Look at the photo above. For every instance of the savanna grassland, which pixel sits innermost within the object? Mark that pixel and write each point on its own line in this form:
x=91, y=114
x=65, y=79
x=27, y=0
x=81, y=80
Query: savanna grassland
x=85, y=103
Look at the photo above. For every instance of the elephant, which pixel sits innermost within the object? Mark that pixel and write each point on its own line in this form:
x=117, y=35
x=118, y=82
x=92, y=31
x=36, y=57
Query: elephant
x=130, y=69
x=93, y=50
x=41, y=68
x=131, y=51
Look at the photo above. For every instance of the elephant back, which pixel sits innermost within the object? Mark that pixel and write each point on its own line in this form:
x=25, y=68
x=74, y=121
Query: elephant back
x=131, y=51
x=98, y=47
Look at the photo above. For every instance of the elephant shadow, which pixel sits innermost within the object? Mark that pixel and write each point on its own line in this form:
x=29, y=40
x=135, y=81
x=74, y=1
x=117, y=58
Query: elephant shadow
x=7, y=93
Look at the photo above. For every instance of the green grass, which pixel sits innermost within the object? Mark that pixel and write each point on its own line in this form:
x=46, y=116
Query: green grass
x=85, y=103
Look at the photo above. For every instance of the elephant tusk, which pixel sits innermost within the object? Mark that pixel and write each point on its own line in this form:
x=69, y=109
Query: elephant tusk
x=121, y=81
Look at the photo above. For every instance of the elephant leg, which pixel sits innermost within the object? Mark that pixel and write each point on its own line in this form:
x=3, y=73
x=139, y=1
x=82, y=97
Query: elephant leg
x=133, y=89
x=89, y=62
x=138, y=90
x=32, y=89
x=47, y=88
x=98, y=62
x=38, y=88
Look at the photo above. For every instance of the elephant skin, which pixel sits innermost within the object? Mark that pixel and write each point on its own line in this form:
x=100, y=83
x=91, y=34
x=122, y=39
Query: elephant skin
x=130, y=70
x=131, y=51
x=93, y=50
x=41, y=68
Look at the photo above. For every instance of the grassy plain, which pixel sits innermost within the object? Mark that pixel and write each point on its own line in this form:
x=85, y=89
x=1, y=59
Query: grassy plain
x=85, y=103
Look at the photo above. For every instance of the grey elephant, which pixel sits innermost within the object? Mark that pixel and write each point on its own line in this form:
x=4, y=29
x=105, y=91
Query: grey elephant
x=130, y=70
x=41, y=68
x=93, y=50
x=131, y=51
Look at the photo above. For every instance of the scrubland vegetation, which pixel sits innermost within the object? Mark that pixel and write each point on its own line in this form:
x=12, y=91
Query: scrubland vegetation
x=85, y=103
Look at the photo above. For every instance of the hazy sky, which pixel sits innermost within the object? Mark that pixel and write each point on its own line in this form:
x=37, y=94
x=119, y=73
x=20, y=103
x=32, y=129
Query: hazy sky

+-------+

= EXERCISE PROMPT =
Write out every item above again, substituting "most central" for each occurrence of "innermost" and leaving everything else untouched.

= RESPONSE TO THIS EXERCISE =
Look at the photo above. For every instance of the savanna grassland, which pixel sits most central within the object? Mark that pixel and write each point on its own line in this form:
x=91, y=114
x=65, y=79
x=27, y=0
x=81, y=80
Query: savanna grassland
x=85, y=103
Look at the photo above. For every instance of the elephant, which pixel sits most central within the object? Mark that pixel and write each point on its own line in this form:
x=117, y=35
x=118, y=82
x=92, y=31
x=36, y=57
Query: elephant
x=130, y=69
x=93, y=50
x=41, y=68
x=131, y=51
Look at the photo above. For every instance of the elephant back, which pixel sits most central within the object? Mark that pixel and write each point on its own line in this form:
x=25, y=68
x=74, y=121
Query: elephant back
x=131, y=51
x=98, y=47
Look at the photo above. For every instance of the elephant shadow, which pixel sits most central within the object? Mark that pixel and write each point on its own line in this form:
x=29, y=40
x=135, y=81
x=74, y=1
x=117, y=58
Query: elephant shadow
x=7, y=93
Look at the photo above. For every instance of the green grass, which pixel sits most central within the object? Mark that pixel and write each point on its own line in this form:
x=46, y=116
Query: green grass
x=85, y=103
Look at the photo above. For every instance of the elephant tusk, which pixel sits most central within the object? Mark that pixel and write each point on its own line in this form:
x=69, y=109
Query: elephant tusk
x=121, y=81
Look at the photo above. For every instance of the elephant leg, which pixel sits most central within the object? Mark that pixel and write each point on its own line in this form:
x=3, y=73
x=139, y=1
x=82, y=97
Query: elephant leg
x=133, y=89
x=89, y=62
x=138, y=90
x=32, y=89
x=47, y=88
x=98, y=62
x=38, y=88
Look at the photo above. For every instance of the elephant skin, which pixel sits most central within the object? Mark that pixel and write each point on its own line in this form:
x=100, y=83
x=91, y=34
x=122, y=39
Query: elephant skin
x=130, y=70
x=131, y=51
x=93, y=50
x=41, y=68
Look at the photo above. For every instance of the grassy plain, which pixel sits most central within the object? Mark that pixel and write each point on its own line in this form:
x=85, y=89
x=1, y=59
Query: grassy plain
x=85, y=103
Look at the photo above. For every instance of the grey elephant, which pixel sits most central within the object? Mark that pixel and write each point on its own line in this form:
x=4, y=29
x=105, y=91
Query: grey elephant
x=130, y=70
x=41, y=68
x=93, y=50
x=131, y=51
Look at the photo above. For every instance of the scrubland vegetation, which pixel sits most central within the object? Mark that pixel and write each point on its own line in this form:
x=12, y=91
Query: scrubland vegetation
x=85, y=103
Look at the photo above. For every instance of the hazy sky, which pixel sits most central within the object? Mark that pixel and write each point on its own line in this form:
x=37, y=94
x=119, y=73
x=20, y=103
x=32, y=129
Query: hazy sky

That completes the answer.